GIVEN INSTRUCTION: Return each line of the material below that contains the string "evenodd", copied in full.

RECORDED INFORMATION:
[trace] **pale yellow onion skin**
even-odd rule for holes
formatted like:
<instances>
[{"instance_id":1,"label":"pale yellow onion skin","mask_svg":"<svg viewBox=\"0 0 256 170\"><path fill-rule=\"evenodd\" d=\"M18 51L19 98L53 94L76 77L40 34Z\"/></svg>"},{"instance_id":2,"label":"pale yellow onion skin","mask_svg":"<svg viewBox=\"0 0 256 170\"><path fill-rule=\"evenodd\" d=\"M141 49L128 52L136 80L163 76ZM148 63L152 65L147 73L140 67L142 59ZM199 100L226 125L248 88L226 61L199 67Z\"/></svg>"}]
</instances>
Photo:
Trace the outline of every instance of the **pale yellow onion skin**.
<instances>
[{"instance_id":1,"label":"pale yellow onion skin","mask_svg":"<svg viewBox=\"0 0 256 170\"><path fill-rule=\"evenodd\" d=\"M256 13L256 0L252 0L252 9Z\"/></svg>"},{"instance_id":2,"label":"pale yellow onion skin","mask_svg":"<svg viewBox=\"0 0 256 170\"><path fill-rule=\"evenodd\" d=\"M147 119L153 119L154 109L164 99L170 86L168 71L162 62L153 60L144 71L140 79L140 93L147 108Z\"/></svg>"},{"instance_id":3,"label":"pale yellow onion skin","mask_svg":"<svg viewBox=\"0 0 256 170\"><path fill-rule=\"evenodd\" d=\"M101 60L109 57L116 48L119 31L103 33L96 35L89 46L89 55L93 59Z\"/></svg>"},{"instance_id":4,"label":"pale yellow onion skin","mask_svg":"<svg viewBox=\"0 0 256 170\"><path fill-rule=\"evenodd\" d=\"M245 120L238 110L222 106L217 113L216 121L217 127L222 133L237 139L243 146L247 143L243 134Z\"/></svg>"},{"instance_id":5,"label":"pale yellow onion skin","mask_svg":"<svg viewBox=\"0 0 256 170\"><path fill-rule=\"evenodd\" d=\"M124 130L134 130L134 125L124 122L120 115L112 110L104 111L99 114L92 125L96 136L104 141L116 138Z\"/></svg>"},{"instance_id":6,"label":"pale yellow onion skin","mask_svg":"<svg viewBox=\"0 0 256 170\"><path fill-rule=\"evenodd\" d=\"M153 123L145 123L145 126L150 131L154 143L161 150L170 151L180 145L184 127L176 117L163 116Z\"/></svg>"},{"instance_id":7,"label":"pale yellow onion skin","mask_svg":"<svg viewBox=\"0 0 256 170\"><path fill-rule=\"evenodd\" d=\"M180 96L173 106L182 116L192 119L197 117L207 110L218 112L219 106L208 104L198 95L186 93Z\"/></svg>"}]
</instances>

FINISHED ANSWER:
[{"instance_id":1,"label":"pale yellow onion skin","mask_svg":"<svg viewBox=\"0 0 256 170\"><path fill-rule=\"evenodd\" d=\"M18 51L19 98L53 94L76 77L40 34Z\"/></svg>"},{"instance_id":2,"label":"pale yellow onion skin","mask_svg":"<svg viewBox=\"0 0 256 170\"><path fill-rule=\"evenodd\" d=\"M141 49L128 52L136 80L163 76ZM148 63L152 65L147 73L140 67L142 59ZM199 100L226 125L248 88L226 61L199 67Z\"/></svg>"}]
[{"instance_id":1,"label":"pale yellow onion skin","mask_svg":"<svg viewBox=\"0 0 256 170\"><path fill-rule=\"evenodd\" d=\"M256 13L256 0L252 0L252 9Z\"/></svg>"},{"instance_id":2,"label":"pale yellow onion skin","mask_svg":"<svg viewBox=\"0 0 256 170\"><path fill-rule=\"evenodd\" d=\"M147 119L153 119L154 109L164 99L170 86L168 71L162 62L153 60L144 71L140 79L140 93L147 108Z\"/></svg>"},{"instance_id":3,"label":"pale yellow onion skin","mask_svg":"<svg viewBox=\"0 0 256 170\"><path fill-rule=\"evenodd\" d=\"M101 60L109 57L116 48L119 31L103 33L96 35L89 46L89 55L93 59Z\"/></svg>"},{"instance_id":4,"label":"pale yellow onion skin","mask_svg":"<svg viewBox=\"0 0 256 170\"><path fill-rule=\"evenodd\" d=\"M245 120L238 110L222 106L217 113L216 121L217 127L222 133L237 139L243 146L247 143L243 134Z\"/></svg>"},{"instance_id":5,"label":"pale yellow onion skin","mask_svg":"<svg viewBox=\"0 0 256 170\"><path fill-rule=\"evenodd\" d=\"M124 130L134 130L134 125L124 122L120 115L112 110L104 111L99 114L92 125L96 136L104 141L116 138Z\"/></svg>"},{"instance_id":6,"label":"pale yellow onion skin","mask_svg":"<svg viewBox=\"0 0 256 170\"><path fill-rule=\"evenodd\" d=\"M153 123L145 123L145 126L150 131L154 143L161 150L170 151L180 145L184 127L176 117L163 116Z\"/></svg>"},{"instance_id":7,"label":"pale yellow onion skin","mask_svg":"<svg viewBox=\"0 0 256 170\"><path fill-rule=\"evenodd\" d=\"M180 96L173 106L182 116L192 119L197 117L207 110L218 112L219 106L208 104L198 95L186 93Z\"/></svg>"}]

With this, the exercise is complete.